YOUR OBJECTIVE: Your response should consist of every line below, reproduced without alteration.

--------------------

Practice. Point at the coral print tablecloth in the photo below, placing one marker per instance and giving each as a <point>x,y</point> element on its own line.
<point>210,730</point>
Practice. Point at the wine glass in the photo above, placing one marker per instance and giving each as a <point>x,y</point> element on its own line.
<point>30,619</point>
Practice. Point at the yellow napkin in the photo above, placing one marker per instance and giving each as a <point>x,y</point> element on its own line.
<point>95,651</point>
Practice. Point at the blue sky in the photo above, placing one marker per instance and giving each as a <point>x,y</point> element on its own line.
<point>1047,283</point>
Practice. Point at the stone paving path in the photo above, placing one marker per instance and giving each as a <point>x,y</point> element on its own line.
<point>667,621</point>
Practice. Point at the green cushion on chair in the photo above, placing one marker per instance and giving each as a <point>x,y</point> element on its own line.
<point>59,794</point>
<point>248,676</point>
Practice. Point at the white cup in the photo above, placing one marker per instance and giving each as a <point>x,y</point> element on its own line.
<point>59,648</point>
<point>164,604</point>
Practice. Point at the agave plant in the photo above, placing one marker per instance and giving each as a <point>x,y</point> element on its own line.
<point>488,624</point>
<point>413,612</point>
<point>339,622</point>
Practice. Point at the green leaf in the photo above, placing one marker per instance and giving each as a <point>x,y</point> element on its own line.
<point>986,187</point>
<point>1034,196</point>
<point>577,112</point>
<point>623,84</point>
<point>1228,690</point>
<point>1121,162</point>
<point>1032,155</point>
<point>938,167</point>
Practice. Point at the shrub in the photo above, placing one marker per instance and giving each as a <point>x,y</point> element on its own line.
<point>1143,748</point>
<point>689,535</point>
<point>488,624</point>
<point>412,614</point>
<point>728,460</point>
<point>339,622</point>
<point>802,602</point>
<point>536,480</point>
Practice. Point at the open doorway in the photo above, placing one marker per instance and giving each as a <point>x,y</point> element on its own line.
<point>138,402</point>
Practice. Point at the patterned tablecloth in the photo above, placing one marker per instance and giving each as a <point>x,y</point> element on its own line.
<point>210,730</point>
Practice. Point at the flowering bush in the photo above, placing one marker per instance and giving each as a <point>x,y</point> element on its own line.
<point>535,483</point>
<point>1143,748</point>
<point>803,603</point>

--------------------

SOLUTION FOR THIS EXERCISE:
Practice. Point at the coral print tablecloth in the photo below, placing one marker per instance and giving each as a <point>x,y</point> element on its own line.
<point>210,730</point>
Practice. Point at the wine glass in the photo above, placing one marker per instance and giving each as a <point>x,y</point> element on its own line.
<point>30,619</point>
Practice. Point at the yellow napkin in the photo above, placing one marker per instance and giving each as a <point>x,y</point> element on its own line.
<point>95,651</point>
Practice. Point at the blue sky in the photo above, placing one marker per instance and giving each as a <point>x,y</point> element on its own line.
<point>1047,283</point>
Practice. Point at the stone paving path in the photo above, placing one marker per instance and giving each as a <point>x,y</point> element on its own line.
<point>667,621</point>
Practice. Point at the green cushion on chair in the photo above, placing one marker per instance and giving each as a <point>x,y</point> element on its own line.
<point>59,794</point>
<point>248,676</point>
Practice. Point at the white cup in the photo above, placing one marker per instance and giving each as a <point>x,y</point> element on its own line.
<point>59,648</point>
<point>164,604</point>
Practice. Point at the agave plant in the photo above, placing one marker per instance and giving each as a <point>x,y</point> element on its own line.
<point>488,624</point>
<point>413,612</point>
<point>339,622</point>
Practice. Point at the green leaf in the photo above, placing one marker per instance and giving each as a <point>x,y</point> element on its own line.
<point>986,187</point>
<point>1034,196</point>
<point>577,112</point>
<point>623,84</point>
<point>1228,690</point>
<point>1121,162</point>
<point>1032,155</point>
<point>938,167</point>
Practice. Point at the shrub in the photo above, placing one marker per instance and giving each as a <point>x,y</point> element on its own line.
<point>1143,748</point>
<point>689,535</point>
<point>488,624</point>
<point>412,614</point>
<point>728,460</point>
<point>339,622</point>
<point>802,602</point>
<point>536,480</point>
Practice. Point at the open doorway in the photo above, placing one marker per instance and giving each as a <point>x,y</point> element on its own line.
<point>138,402</point>
Practice. Point at the patterned tablecloth in the photo above, placing one marker per instance and giving each as a <point>x,y</point> element on its own line.
<point>210,730</point>
Practice. Point at the flowering bush in the photo above, placing one marker per instance and giving each as a <point>x,y</point> element on its own line.
<point>535,483</point>
<point>1143,748</point>
<point>803,603</point>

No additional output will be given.